(PROBLEM DETAILS) From the line that includes "TARGET = cloud" to the last line of the data, quote each line precisely; both boundary lines belong in the answer.
══════════════════════════════
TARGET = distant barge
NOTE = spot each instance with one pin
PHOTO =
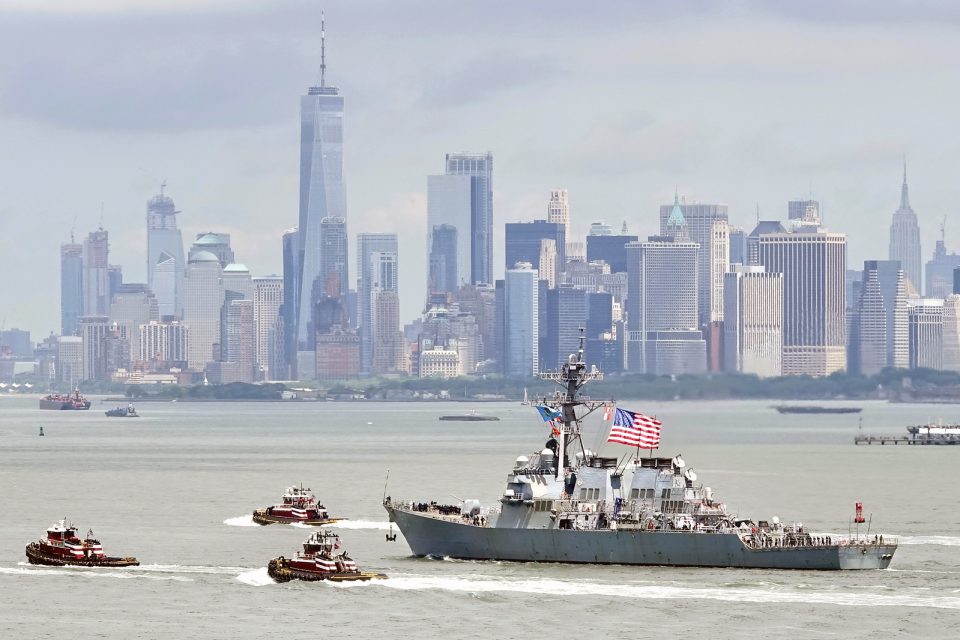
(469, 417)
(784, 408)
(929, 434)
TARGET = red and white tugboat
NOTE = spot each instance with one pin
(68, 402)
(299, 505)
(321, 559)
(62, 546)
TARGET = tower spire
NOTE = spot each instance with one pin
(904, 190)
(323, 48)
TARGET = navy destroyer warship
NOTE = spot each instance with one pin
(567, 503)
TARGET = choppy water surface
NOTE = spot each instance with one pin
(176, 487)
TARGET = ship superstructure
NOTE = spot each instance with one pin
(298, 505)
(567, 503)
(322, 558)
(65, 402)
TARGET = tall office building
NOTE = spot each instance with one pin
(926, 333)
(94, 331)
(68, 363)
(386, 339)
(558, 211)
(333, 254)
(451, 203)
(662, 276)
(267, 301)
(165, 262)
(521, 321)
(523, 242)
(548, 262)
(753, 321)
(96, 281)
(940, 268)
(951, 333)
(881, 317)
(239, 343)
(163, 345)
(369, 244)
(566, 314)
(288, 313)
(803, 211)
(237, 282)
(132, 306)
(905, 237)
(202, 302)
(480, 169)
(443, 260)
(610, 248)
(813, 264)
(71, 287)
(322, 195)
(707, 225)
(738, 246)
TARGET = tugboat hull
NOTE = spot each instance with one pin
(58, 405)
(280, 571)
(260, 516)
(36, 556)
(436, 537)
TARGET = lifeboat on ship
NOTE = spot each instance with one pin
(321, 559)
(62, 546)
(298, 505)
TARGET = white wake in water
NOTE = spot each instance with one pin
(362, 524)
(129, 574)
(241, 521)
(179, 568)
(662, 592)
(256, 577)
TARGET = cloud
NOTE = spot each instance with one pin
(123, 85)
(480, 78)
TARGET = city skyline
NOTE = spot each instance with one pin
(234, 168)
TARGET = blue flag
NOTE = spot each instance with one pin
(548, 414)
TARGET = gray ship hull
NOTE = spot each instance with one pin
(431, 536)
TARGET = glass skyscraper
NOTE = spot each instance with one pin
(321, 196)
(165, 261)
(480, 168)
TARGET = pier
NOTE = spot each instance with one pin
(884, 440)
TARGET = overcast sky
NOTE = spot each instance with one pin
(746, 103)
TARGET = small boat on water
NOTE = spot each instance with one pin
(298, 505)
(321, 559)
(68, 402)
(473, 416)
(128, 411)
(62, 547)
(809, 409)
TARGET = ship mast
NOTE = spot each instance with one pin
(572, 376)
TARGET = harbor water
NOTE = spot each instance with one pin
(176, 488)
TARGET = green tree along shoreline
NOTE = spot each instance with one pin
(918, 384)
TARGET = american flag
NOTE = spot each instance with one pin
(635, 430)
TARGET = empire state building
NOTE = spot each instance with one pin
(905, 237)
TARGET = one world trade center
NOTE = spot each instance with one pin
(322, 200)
══════════════════════════════
(REPLY TO THE TASK)
TARGET = cloud
NOTE = spot each instance with one pin
(123, 85)
(480, 78)
TARGET = city skyline
NOTE = spot each instance with one pin
(234, 168)
TARGET = blue flag
NOTE = spot each instance with one pin
(548, 414)
TARGET = gray ship hull
NOTE = spot each instance with one pin
(431, 536)
TARGET = glass skyscraper
NOTE = spot each instance with one pin
(321, 196)
(165, 261)
(480, 168)
TARGET = pier
NOTE = spot each instance with one pin
(884, 440)
TARGET = overcast sky
NOTE = spot each instance with one pin
(746, 103)
TARGET = small boat on water
NOTE = spot each instance with one pin
(298, 505)
(321, 559)
(68, 402)
(473, 416)
(128, 411)
(62, 547)
(809, 409)
TARGET = ship mast
NOTE = spot each instance with one pin
(572, 376)
TARGET = harbor water
NOTE = spot each instance with one pin
(176, 488)
TARGET = green tree along shoreline
NOTE = spot each instance with one pin
(918, 384)
TARGET = american flag
NOTE = spot each instance with one pin
(635, 430)
TARGET = empire state building
NOTE = spot each instance with one pin
(905, 237)
TARGET = one world trade center
NOTE = spot each instance with one pin
(322, 200)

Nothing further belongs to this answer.